Can confirm this is working! It fixed my issue at last. Thanks a lot!

hey@ hariedo
can you please explain what you meant by " hardcoded my particular USB audio source and the headphone audio sink into the system-wide defaults " as I stuck at this step.
thank-you in advance!

@Nithish_Reddy, execute the two commands I show above that start with pactl. These list your audio sources (microphones, etc.) and your audio sinks (speakers, headphones, etc.). For me, I had a USB device which included a microphone, so the device name alsa_input.usb-046d_080a_918E0EA3-02-U0x46d0x80a.analog-mono was listed, but your device probably will have a different name. Once I chose the source and sink from that output, I edited my /etc/pulse/default.pa file (using sudo since it’s not owned by the pi user). I added two lines to that file, which I show above, each beginning with the words set-default-. Then I restarted the Raspberry Pi to ensure everything reloads.
**********
▸ **Work to complete**
a: From the Raspberry Pi audio thread, extract everything from "hey@ hariedo" down to "thank-you in advance!".
b: In the Raspberry Pi audio thread, which file was edited to add the two lines beginning with set-default-?
c: Continue the Raspberry Pi audio thread from its last sentence.

▸ **Data for review**
**********
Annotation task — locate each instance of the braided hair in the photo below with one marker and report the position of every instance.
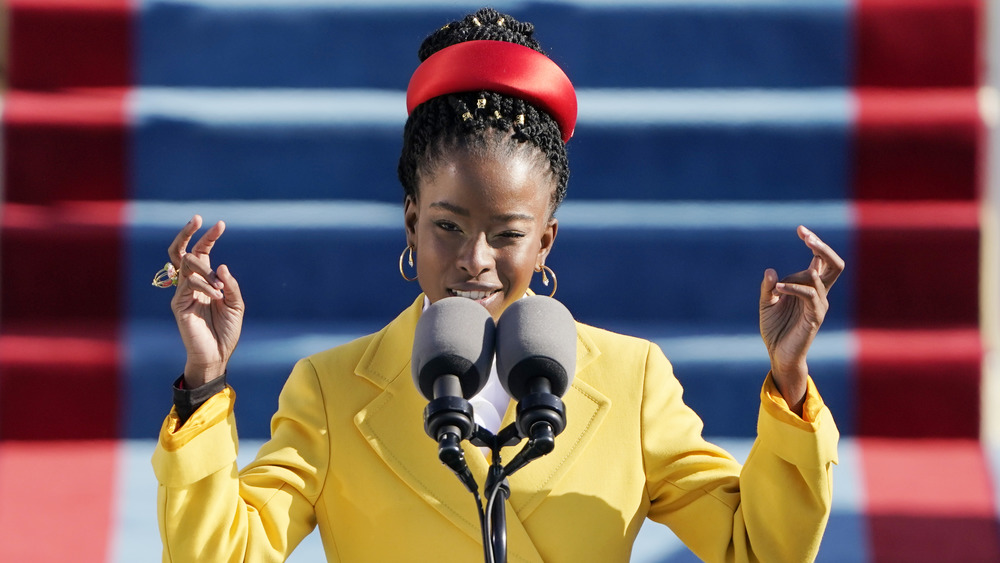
(483, 120)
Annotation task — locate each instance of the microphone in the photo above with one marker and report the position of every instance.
(451, 359)
(536, 360)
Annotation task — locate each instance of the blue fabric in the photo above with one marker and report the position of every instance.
(756, 43)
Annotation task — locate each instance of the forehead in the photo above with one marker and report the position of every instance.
(489, 182)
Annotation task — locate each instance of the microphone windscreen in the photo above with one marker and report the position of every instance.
(536, 337)
(454, 336)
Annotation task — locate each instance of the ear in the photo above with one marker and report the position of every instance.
(548, 239)
(410, 216)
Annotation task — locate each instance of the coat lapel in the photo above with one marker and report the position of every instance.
(586, 407)
(392, 423)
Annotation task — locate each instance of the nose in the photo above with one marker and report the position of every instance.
(476, 256)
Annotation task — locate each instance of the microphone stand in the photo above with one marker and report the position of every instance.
(448, 417)
(496, 490)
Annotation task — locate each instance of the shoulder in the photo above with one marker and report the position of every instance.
(606, 357)
(613, 343)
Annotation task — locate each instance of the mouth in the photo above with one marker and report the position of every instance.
(477, 295)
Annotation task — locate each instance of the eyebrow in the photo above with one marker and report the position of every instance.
(457, 210)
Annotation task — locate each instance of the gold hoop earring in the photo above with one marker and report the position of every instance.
(545, 280)
(410, 262)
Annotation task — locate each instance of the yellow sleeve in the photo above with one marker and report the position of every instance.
(208, 511)
(774, 508)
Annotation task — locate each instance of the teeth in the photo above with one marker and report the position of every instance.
(475, 295)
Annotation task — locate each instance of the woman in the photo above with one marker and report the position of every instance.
(483, 172)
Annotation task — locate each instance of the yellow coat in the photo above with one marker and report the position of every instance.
(348, 452)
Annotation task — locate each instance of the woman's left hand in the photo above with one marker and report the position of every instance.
(791, 312)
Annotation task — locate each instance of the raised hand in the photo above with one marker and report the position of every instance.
(207, 304)
(791, 312)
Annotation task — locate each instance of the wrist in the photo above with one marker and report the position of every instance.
(792, 383)
(196, 375)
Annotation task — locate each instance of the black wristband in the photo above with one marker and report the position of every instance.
(186, 401)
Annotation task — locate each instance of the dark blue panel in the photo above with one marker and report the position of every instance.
(178, 160)
(725, 393)
(794, 44)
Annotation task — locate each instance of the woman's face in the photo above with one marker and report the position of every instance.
(481, 226)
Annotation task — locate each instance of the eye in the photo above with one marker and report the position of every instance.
(447, 226)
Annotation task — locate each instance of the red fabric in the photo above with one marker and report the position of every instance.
(61, 263)
(69, 43)
(58, 500)
(918, 383)
(66, 146)
(919, 43)
(929, 500)
(497, 66)
(60, 381)
(922, 144)
(919, 265)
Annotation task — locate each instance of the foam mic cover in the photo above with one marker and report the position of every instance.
(454, 336)
(536, 337)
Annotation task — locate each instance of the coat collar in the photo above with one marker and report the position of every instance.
(392, 423)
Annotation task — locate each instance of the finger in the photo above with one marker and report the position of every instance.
(178, 247)
(825, 260)
(813, 295)
(207, 240)
(198, 283)
(234, 298)
(192, 264)
(767, 287)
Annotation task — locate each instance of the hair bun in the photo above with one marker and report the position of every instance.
(484, 24)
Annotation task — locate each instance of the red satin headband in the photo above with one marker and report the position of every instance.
(497, 66)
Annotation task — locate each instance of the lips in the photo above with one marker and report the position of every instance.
(475, 295)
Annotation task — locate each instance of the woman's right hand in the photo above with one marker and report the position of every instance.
(207, 304)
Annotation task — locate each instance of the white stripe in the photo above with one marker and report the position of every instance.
(580, 214)
(502, 5)
(278, 106)
(655, 107)
(386, 108)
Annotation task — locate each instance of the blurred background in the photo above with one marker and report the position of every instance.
(708, 130)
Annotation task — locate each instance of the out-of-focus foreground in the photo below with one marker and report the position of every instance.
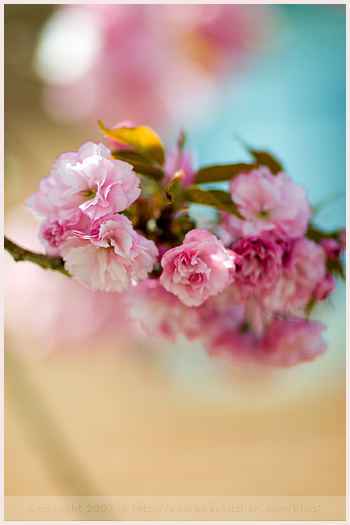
(90, 405)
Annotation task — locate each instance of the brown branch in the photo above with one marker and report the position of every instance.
(48, 262)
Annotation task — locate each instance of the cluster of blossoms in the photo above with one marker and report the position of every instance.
(121, 220)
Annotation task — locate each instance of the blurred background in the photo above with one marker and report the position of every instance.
(92, 407)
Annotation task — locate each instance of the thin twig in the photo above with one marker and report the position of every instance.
(48, 262)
**********
▸ **Responses by task**
a:
hey@ hariedo
can you please explain what you meant by " hardcoded my particular USB audio source and the headphone audio sink into the system-wide defaults " as I stuck at this step.
thank-you in advance!

b: /etc/pulse/default.pa

c:
This kind of workaround is called “hardwiring” because it makes the system less flexible. If you choose a new USB device, you have to go through this fix process again. If the Mycroft team fixes it in the future to be smart, then this hardwiring fix might get in the way of it.

@hariedo , Thank-you very much, for your help. Current update fixed my problem.